* _Directions for this task_:
Transcribe all of the data exactly, leaving nothing out.

* _Dataset content_:
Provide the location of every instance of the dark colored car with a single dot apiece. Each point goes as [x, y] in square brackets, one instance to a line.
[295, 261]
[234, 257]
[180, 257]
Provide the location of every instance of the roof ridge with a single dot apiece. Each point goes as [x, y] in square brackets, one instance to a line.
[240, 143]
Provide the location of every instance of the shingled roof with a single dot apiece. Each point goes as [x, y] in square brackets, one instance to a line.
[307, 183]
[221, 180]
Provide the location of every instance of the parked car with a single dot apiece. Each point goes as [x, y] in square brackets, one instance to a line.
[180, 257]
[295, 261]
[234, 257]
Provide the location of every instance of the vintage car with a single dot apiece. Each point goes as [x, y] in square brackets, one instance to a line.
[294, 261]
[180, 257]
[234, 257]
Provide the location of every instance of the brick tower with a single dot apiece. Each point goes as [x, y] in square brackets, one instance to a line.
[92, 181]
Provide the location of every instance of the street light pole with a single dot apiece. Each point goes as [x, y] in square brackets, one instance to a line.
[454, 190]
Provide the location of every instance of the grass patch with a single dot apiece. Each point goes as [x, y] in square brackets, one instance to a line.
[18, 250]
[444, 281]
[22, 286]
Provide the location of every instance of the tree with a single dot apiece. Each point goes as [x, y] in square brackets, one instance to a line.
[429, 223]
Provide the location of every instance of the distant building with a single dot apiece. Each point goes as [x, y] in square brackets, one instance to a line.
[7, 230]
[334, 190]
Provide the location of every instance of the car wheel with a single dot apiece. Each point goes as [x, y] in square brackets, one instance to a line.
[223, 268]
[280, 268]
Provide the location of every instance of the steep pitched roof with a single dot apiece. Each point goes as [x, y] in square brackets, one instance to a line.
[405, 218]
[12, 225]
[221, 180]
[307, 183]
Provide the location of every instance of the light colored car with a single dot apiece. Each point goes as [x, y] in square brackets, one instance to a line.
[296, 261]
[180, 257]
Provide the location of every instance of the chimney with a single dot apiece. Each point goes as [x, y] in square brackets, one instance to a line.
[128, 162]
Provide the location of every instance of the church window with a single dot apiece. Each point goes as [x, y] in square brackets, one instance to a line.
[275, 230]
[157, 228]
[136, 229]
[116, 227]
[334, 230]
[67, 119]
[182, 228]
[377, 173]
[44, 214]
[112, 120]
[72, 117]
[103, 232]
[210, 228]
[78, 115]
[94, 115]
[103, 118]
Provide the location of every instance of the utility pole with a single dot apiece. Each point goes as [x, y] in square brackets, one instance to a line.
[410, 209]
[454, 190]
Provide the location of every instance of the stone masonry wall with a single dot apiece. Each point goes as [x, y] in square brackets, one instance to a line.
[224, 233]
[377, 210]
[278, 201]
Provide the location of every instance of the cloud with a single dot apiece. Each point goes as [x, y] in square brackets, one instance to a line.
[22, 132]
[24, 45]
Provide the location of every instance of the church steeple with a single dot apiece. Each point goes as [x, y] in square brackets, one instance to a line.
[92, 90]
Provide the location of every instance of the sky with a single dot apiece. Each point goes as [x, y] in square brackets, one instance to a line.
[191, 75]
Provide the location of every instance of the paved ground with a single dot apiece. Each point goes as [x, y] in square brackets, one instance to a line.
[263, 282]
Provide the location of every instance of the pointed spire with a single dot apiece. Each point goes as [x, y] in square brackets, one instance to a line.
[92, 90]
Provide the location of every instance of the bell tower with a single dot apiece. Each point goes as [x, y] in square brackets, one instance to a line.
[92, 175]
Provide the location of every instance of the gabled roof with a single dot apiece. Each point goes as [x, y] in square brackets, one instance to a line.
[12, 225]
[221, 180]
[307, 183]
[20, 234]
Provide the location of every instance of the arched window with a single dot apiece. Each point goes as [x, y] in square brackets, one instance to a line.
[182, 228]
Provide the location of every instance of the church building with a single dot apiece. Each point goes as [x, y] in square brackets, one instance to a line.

* _Response_:
Provide the location of every instance of the dark colored car with a single dot apiece. Each point goes as [x, y] in square brackets, one instance to a line.
[295, 261]
[234, 257]
[180, 257]
Provide the location of every instance of the roof ridge with a single dot apiece. Each point goes as [x, y] in square brackets, one instance to a line.
[240, 143]
Provide the location of every instance of the shingled roof with a single dot apiece. Each point goes as [x, y] in square brackets, one instance to a line.
[307, 183]
[221, 180]
Provide the location of every instance of the parked car with a single dot apiece. Each point goes as [x, y] in square brackets, one instance to a line.
[180, 257]
[295, 261]
[234, 257]
Provide the location of every instance of the vintage car with a single dot apiece. Each point goes as [x, y] in square brackets, one instance to a line.
[294, 261]
[180, 257]
[234, 257]
Provide the location of every instance of the brick tower with a single dot apiece. Each point goes as [x, y] in square brackets, one instance to a line.
[92, 181]
Provide the location of every instance of the street light pole with a single dot apiece. Each point goes as [x, y] in square brackets, one instance to a line.
[454, 190]
Provide the location of every instance of the grass patch with a single dot apiece. Each point goes as [x, y] in square brackets, one instance to a line.
[18, 250]
[444, 281]
[22, 286]
Provide the location of every instance of the tree with a single dot apiece. Each point goes as [x, y] in square brackets, one instance to a line.
[429, 223]
Provide the location of every instance of the distant building with a single dot apiece. Each point goes as [x, y] in square brackets, one instance to a line.
[7, 230]
[334, 190]
Provide the location of every instance of the car wheel with a single dot apiece. Each point goes as [x, y] in square brackets, one instance to a line.
[223, 268]
[280, 268]
Provide the location of every instance of the steep pitched roof with a single dot apiece. Each point goes as [x, y] in square brackets, one instance to a line.
[405, 218]
[12, 225]
[221, 180]
[307, 183]
Provide the location of every instance of the light colored car with a single dot apiece. Each point goes as [x, y] in square brackets, one instance to a line.
[296, 261]
[180, 257]
Provide the location of every instance of the chimney with a single dot apiece. Each point goes as [x, y] in square brackets, one instance to a line.
[128, 162]
Provide the location of every instance of the church window with a single dot apiece. Each point goes as [x, y] in square brackets, one instance to a line.
[275, 230]
[157, 228]
[136, 229]
[116, 227]
[334, 230]
[67, 119]
[182, 228]
[377, 173]
[44, 214]
[112, 120]
[72, 117]
[103, 232]
[210, 228]
[78, 115]
[94, 115]
[103, 118]
Provide the location of every instance of the utility pole with a single dot apiece. Each point goes as [x, y] in square brackets, one instance to a line.
[410, 209]
[454, 190]
Provide the location of every instance of the stone masonry wall with a single dot apiece. Each point goes as [x, y] in square brackets, one instance to a line.
[224, 233]
[377, 210]
[278, 201]
Provide the location of every instance of the cloud with a single dot apiece. Each point goes as [x, y] in square brackets, one instance to a line.
[22, 132]
[24, 45]
Provide the location of every instance of the church steeple with a single dot apiece. Each point goes as [x, y] in square brackets, one instance to a line.
[92, 90]
Provide the location of every instance of the sky with a single dot apiece. Each point goes as [x, y] in square brackets, one instance to a line.
[191, 75]
Provide the location of every instance of the paved ground with a single dot apiece. Each point goes as [x, y] in square brackets, one instance to a line.
[263, 282]
Provide the location of every instance of the pointed spire with a single dot apiece. Each point goes as [x, y] in square brackets, one instance to a line.
[92, 90]
Provide the location of every instance of the bell tower with a single dot apiece. Each point goes as [x, y] in square brackets, one instance to a line.
[92, 175]
Provide the location of every instance of the gabled roof with a single dot apiece. Each point goes as [x, y] in square brackets, one instance to a line.
[12, 225]
[221, 180]
[307, 183]
[20, 234]
Provide the location of every instance of the arched window with a single dot apiece. Each point goes as [x, y] in square brackets, one instance to a line.
[182, 228]
Provide the location of every instance of the church building with a single dot apiece. Each point goes as [x, y] in square brackets, one instance to a line.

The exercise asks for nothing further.